— BEGIN Exercise inputs —
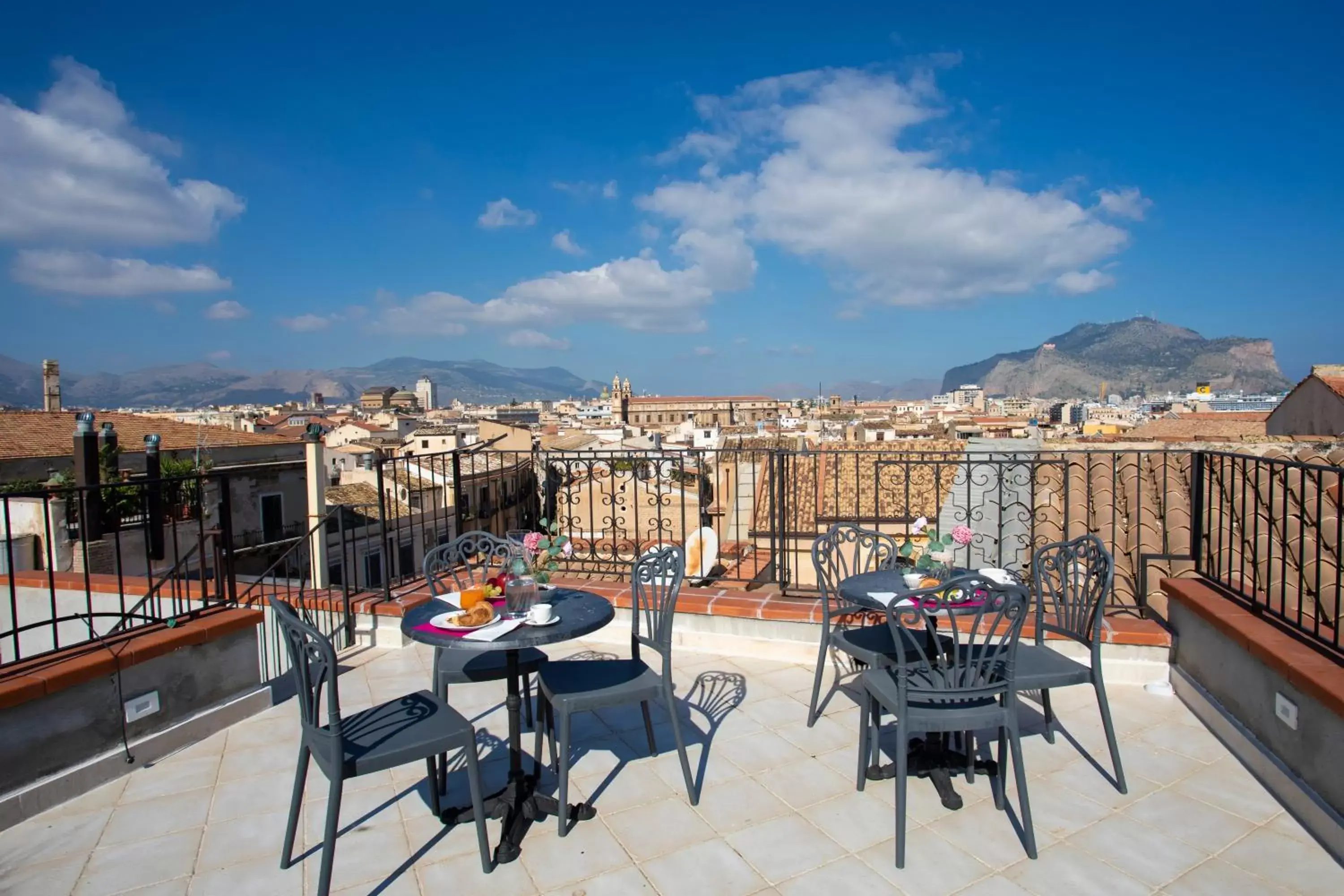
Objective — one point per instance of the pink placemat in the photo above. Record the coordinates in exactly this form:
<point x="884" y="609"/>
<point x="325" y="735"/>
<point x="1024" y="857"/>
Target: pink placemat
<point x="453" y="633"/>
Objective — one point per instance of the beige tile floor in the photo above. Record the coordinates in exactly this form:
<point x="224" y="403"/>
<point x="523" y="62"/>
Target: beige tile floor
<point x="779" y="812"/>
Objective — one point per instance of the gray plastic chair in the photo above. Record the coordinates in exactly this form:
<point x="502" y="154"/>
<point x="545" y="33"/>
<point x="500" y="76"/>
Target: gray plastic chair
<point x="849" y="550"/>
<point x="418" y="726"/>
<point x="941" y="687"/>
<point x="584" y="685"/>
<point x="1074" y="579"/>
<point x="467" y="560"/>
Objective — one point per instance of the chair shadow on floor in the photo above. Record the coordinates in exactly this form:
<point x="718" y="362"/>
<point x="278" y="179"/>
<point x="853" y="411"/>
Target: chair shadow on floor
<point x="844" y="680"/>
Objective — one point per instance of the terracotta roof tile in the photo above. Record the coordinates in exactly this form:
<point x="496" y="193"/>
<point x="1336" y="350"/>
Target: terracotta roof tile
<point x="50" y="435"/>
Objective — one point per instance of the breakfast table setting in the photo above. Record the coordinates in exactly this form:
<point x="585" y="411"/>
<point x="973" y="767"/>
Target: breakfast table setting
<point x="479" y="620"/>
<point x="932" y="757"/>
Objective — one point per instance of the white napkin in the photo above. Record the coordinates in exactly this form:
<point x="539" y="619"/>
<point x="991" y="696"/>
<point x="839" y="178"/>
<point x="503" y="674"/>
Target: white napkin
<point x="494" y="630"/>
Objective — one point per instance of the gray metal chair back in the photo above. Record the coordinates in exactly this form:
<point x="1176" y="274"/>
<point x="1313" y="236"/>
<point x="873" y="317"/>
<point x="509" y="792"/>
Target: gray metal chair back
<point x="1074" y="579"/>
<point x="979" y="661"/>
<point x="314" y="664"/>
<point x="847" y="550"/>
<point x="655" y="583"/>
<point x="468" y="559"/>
— END Exercise inputs —
### What to work on
Give every line of the records above as a JSON list of strings, one string per line, with blank lines and the pictures left out.

### Answer to the exercise
[
  "Objective — one point per instance of the pink placemat in the photo above. Record the coordinates in exactly this form:",
  "<point x=\"884\" y=\"609\"/>",
  "<point x=\"325\" y=\"735\"/>",
  "<point x=\"1024\" y=\"857\"/>",
  "Target: pink placemat",
  "<point x=\"453\" y=\"633\"/>",
  "Objective — one point per instance of the beige tile floor in the photo above. Record the coordinates in exactly this form:",
  "<point x=\"224\" y=\"403\"/>",
  "<point x=\"523\" y=\"62\"/>",
  "Target: beige tile floor",
  "<point x=\"779\" y=\"812\"/>",
  "Objective — one point per instance of the gray plastic chair in the photo above. Record the coordinates in exactly this form:",
  "<point x=\"502\" y=\"154\"/>",
  "<point x=\"545\" y=\"33\"/>",
  "<point x=\"500\" y=\"76\"/>",
  "Target: gray plastic chair",
  "<point x=\"849\" y=\"550\"/>",
  "<point x=\"418\" y=\"726\"/>",
  "<point x=\"941\" y=\"687\"/>",
  "<point x=\"584\" y=\"685\"/>",
  "<point x=\"1074\" y=\"579\"/>",
  "<point x=\"467\" y=\"560\"/>",
  "Objective — one point per instance of the chair shadow on floor in the photo above. Record the coordinates in exactly this form:",
  "<point x=\"718\" y=\"362\"/>",
  "<point x=\"278\" y=\"179\"/>",
  "<point x=\"853\" y=\"411\"/>",
  "Target: chair shadow on floor",
  "<point x=\"844\" y=\"680\"/>",
  "Objective — one point per instance of the terracotta roof tile in the photo above. Record the coordinates in exactly this form:",
  "<point x=\"496\" y=\"193\"/>",
  "<point x=\"1336\" y=\"350\"/>",
  "Target: terracotta roof tile",
  "<point x=\"50\" y=\"435\"/>",
  "Objective — one point per instance of the breakfast table setting in the photo above. Record the coordinates in exactly this form:",
  "<point x=\"585\" y=\"411\"/>",
  "<point x=\"973\" y=\"767\"/>",
  "Target: breakfast table setting",
  "<point x=\"479\" y=\"620\"/>",
  "<point x=\"932\" y=\"757\"/>",
  "Objective — one point per instance of the white napkin in the photo above. Record the coordinates in exactly this form:",
  "<point x=\"539\" y=\"619\"/>",
  "<point x=\"991\" y=\"696\"/>",
  "<point x=\"839\" y=\"178\"/>",
  "<point x=\"503\" y=\"674\"/>",
  "Target: white napkin",
  "<point x=\"494\" y=\"630\"/>",
  "Objective — one point per instance of the gray metal chair back in the photo above. Record the coordinates in exactly this form:",
  "<point x=\"1176\" y=\"274\"/>",
  "<point x=\"1313\" y=\"236\"/>",
  "<point x=\"873\" y=\"317\"/>",
  "<point x=\"509\" y=\"792\"/>",
  "Target: gray metal chair back",
  "<point x=\"1074\" y=\"579\"/>",
  "<point x=\"979\" y=\"661\"/>",
  "<point x=\"314\" y=\"664\"/>",
  "<point x=\"847\" y=\"550\"/>",
  "<point x=\"655\" y=\"583\"/>",
  "<point x=\"468\" y=\"559\"/>"
]